Reading passage –
===

[ISEA2016] Artists Talk: Paul Sermon & Charlotte Gould — Peoples Screen

Artists Statement

“Peoples Screen” by Paul Sermon and Charlotte Gould was a site-specific work commissioned by Public Art Lab Berlin for the Guangzhou Light Festival from 15 to 29 November 2015, linking audiences in Guangzhou’s new Flower Garden Square, China and Northbridge Piazza in Perth, Australia. Receiving over 25,000 participants over 15 days. This installation builds on practice-based research and development of previous interactive works for large format urban screens such as “Occupy the Screen” for “Connecting Cities – Urban Reflections” in September 2014 between Supermarkt Gallery Berlin, Germany and Riga European Capital of Culture, Latvia.
This new installation pushed the playful, social and public engagement aspects of the work into new cultural and political realms in an attempt to ‘reclaim the urban screens’ through developments in ludic interaction and internet based high-definition videoconferencing. Through the use of illustrated references to site-specific landmarks of Guangzhou and Perth, audiences were invited to occupy the screen. The concept development of “Peoples Screen” was inspired in part by 3D street art as a DIY tradition, referencing the subversive language of graffiti. The interface borrows from the “topoi” of the computer game, as a means to navigate the environment; once within the frame the audience becomes a character immersed within the environment.

===

Given entries –
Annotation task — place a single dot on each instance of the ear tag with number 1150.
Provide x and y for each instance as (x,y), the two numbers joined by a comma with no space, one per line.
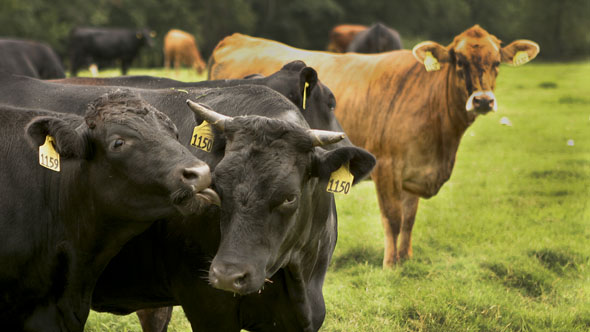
(48,157)
(305,94)
(202,137)
(340,180)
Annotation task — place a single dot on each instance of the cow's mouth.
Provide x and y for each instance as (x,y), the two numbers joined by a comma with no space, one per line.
(188,201)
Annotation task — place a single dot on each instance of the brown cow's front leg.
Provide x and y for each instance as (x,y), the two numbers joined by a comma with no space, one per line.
(155,320)
(410,207)
(390,203)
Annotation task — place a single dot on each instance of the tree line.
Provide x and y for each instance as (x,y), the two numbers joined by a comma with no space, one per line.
(562,28)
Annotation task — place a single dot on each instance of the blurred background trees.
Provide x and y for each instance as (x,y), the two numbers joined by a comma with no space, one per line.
(562,28)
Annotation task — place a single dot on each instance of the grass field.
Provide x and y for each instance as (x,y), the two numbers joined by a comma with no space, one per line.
(503,247)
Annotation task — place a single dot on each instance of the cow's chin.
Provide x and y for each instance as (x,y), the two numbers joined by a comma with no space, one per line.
(187,201)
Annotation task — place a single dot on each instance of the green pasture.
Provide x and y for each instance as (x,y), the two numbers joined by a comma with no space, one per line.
(504,246)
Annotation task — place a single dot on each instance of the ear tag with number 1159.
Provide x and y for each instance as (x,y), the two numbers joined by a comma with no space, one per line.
(48,157)
(520,58)
(430,62)
(203,137)
(340,180)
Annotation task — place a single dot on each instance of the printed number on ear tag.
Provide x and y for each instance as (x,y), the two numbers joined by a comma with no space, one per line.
(520,58)
(48,157)
(340,180)
(430,62)
(305,94)
(202,137)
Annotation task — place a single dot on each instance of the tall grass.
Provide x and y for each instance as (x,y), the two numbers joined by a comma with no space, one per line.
(503,247)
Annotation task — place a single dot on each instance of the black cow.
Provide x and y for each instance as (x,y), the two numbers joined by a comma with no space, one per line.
(290,81)
(148,271)
(120,167)
(277,235)
(29,58)
(377,39)
(104,45)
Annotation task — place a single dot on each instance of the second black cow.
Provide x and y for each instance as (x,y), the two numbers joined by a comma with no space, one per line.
(103,45)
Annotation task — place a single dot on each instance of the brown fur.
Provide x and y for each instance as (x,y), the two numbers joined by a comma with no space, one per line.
(342,35)
(410,119)
(180,47)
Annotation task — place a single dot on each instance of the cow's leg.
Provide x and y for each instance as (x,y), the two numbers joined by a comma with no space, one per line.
(155,320)
(389,196)
(177,63)
(167,61)
(125,64)
(410,207)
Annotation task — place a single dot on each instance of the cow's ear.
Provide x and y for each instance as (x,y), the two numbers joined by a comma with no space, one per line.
(519,52)
(70,142)
(440,52)
(308,79)
(360,162)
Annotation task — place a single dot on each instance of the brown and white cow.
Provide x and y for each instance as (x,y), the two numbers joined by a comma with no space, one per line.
(341,36)
(180,47)
(411,119)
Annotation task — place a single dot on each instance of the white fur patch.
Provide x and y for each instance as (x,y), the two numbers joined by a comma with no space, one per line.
(490,94)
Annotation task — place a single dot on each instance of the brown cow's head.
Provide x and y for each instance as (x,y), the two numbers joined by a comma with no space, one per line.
(475,56)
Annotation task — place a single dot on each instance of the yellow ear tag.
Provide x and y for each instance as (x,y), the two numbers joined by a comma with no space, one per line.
(48,157)
(430,62)
(305,93)
(202,137)
(340,180)
(520,58)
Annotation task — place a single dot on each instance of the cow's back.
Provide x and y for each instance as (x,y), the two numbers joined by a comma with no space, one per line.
(365,91)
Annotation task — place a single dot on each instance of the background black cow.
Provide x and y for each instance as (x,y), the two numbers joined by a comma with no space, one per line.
(30,58)
(87,45)
(120,168)
(378,38)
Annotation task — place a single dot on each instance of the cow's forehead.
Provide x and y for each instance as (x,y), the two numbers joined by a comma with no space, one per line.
(476,40)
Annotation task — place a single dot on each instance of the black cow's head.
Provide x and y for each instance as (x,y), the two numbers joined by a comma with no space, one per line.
(270,172)
(301,85)
(128,152)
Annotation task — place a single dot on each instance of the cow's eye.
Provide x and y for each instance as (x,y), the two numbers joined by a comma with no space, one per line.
(290,200)
(118,143)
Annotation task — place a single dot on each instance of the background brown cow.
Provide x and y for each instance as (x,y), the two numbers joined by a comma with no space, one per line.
(180,47)
(342,35)
(411,119)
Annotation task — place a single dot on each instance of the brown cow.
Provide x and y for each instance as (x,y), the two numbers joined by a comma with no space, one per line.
(180,47)
(342,35)
(412,120)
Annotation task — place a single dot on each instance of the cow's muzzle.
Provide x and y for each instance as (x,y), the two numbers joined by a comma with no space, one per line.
(194,192)
(482,102)
(235,278)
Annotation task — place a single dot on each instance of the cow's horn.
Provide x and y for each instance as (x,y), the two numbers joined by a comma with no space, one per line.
(209,115)
(324,137)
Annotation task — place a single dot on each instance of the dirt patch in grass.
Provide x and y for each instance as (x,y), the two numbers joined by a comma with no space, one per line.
(547,85)
(555,174)
(526,282)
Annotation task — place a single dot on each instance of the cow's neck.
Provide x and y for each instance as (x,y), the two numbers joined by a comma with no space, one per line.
(88,240)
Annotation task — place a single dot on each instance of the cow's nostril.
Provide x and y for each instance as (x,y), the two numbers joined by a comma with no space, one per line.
(240,281)
(189,174)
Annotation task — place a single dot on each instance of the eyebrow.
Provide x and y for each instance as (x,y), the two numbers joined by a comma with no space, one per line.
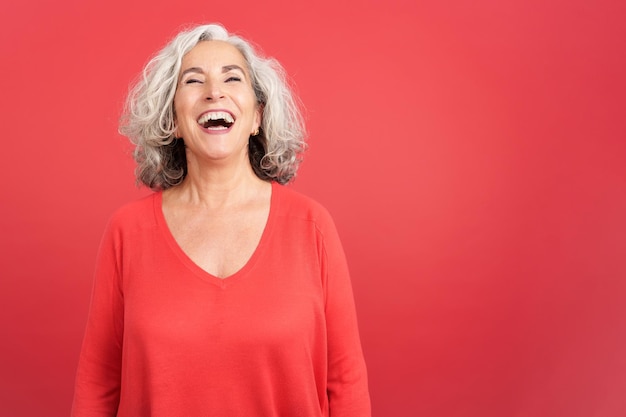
(225,69)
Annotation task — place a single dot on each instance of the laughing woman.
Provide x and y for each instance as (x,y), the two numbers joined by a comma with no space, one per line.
(223,293)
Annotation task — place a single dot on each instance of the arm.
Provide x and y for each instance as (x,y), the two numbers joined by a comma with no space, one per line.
(97,388)
(347,375)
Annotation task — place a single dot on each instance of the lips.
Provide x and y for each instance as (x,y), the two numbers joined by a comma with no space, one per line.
(216,120)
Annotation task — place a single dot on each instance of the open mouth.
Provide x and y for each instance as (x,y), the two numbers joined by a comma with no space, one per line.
(216,120)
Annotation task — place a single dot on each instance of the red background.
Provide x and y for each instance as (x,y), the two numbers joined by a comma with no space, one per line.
(473,155)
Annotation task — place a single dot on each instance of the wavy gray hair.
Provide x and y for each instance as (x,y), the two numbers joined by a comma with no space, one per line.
(148,117)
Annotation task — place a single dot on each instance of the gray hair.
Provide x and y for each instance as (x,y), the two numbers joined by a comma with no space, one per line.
(148,117)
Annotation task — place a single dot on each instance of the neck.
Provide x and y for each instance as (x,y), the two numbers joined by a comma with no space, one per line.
(218,186)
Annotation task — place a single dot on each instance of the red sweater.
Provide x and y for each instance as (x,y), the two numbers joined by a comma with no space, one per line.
(278,338)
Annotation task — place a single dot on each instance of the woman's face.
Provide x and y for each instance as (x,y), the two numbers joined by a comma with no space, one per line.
(215,106)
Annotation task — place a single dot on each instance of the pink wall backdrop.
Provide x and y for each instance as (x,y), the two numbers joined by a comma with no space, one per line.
(473,154)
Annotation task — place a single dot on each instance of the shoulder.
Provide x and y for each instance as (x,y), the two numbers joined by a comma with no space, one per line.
(297,205)
(134,213)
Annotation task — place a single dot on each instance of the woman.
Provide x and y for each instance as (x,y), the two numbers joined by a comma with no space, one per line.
(223,293)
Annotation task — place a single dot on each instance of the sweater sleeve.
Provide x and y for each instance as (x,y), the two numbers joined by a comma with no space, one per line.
(97,387)
(347,375)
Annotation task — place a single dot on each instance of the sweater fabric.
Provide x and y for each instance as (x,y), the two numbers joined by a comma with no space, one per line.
(164,338)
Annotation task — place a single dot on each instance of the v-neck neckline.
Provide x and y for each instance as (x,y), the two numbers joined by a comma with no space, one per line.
(194,267)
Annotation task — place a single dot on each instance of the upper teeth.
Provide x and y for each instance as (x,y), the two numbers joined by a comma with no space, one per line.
(216,115)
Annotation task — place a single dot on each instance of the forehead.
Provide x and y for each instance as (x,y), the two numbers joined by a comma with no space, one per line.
(213,53)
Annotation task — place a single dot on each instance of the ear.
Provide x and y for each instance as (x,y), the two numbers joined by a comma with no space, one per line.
(258,117)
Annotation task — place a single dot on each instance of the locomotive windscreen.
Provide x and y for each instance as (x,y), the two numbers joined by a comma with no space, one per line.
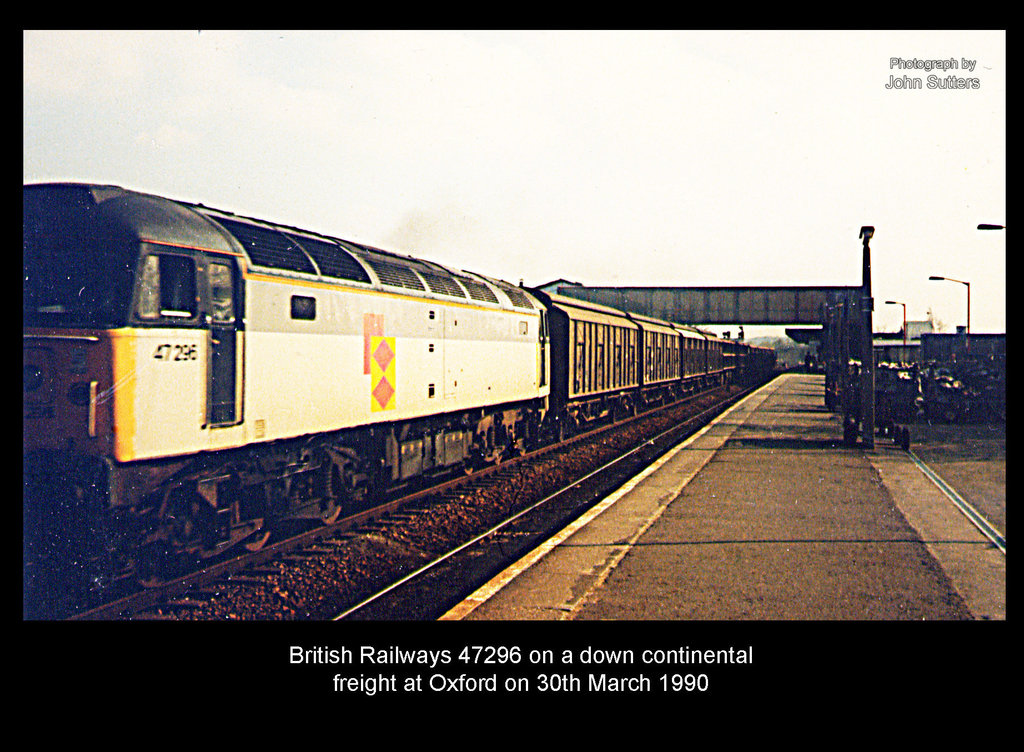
(77,270)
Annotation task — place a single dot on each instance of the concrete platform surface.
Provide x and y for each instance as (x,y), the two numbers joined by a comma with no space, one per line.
(764,514)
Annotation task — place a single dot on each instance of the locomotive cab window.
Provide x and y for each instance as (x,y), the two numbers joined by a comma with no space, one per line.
(303,307)
(167,288)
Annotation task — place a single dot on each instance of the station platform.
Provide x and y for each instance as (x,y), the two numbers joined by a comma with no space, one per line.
(764,514)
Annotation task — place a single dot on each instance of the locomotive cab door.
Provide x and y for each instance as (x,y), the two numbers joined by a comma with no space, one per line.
(223,359)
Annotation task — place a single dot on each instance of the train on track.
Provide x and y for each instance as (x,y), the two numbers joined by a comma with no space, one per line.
(192,376)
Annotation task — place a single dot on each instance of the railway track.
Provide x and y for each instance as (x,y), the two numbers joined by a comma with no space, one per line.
(414,556)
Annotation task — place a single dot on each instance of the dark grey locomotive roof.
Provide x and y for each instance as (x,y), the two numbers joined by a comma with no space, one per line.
(278,248)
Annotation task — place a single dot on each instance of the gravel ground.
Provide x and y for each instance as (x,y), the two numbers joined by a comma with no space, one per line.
(321,583)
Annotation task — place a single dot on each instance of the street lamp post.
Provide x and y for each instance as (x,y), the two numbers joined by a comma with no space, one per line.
(897,302)
(867,353)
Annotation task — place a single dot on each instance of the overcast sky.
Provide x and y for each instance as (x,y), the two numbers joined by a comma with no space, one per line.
(606,158)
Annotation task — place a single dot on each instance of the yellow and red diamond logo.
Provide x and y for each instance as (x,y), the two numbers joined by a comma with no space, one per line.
(382,364)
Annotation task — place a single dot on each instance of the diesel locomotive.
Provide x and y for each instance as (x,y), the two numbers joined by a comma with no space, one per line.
(193,376)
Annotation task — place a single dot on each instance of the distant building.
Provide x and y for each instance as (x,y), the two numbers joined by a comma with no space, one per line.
(891,347)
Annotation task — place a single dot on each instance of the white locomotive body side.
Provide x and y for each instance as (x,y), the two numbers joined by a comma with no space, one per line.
(372,357)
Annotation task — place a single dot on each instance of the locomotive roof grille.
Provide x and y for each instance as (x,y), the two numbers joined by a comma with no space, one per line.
(333,259)
(517,297)
(442,285)
(478,291)
(268,247)
(394,275)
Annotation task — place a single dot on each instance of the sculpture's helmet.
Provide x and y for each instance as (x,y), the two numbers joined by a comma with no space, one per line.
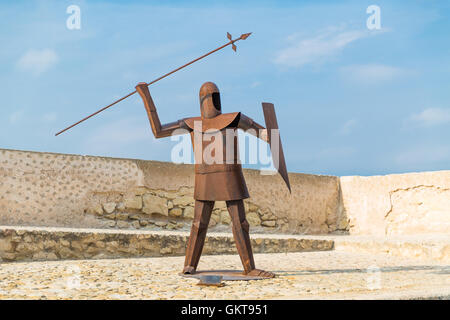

===

Tasks to complete –
1: Translate the following sentence from the artists' statement on "Peoples Screen" into French: "Through the use of illustrated references to site-specific landmarks of Guangzhou and Perth, audiences were invited to occupy the screen."
2: Continue the artists' statement on "Peoples Screen" from the point at which it ends.

Outputs by task –
1: Grâce à l'utilisation de références illustrées à des lieux emblématiques propres à Guangzhou et à Perth, le public a été invité à occuper l'écran.

2:
“Peoples Screen” linked two geographically distant audiences using a telematics technique; the installation takes live oblique camera shots from above the screen of each of these two audience groups, located on a large 64 square metre blue ground sheet and combines them on screen in a single composited image. As the merged audiences start to explore this collaborative, shared ludic interface, they discover the ground beneath them, as it appears on screen as a digital backdrop, locates them in a variety of surprising and intriguing anamorphic environments where from a particular position the characters can look as if in a precarious situation.
“Peoples Screen” aimed to include the widest range of urban participation possible and aligns to a Fluxus “Happening” in a move away from the object as art towards the street environment and the “every day” experience. It also borrows from a tradition of early cinema where audiences were transfixed by the magic of being transported to alternative realities though screenings at traveling fairs. Lumière contemporaries, Mitchell and Kenyon, whose films of public crowds in the 1900’s present a striking similarity to the way audiences react and respond to “Peoples Screen”.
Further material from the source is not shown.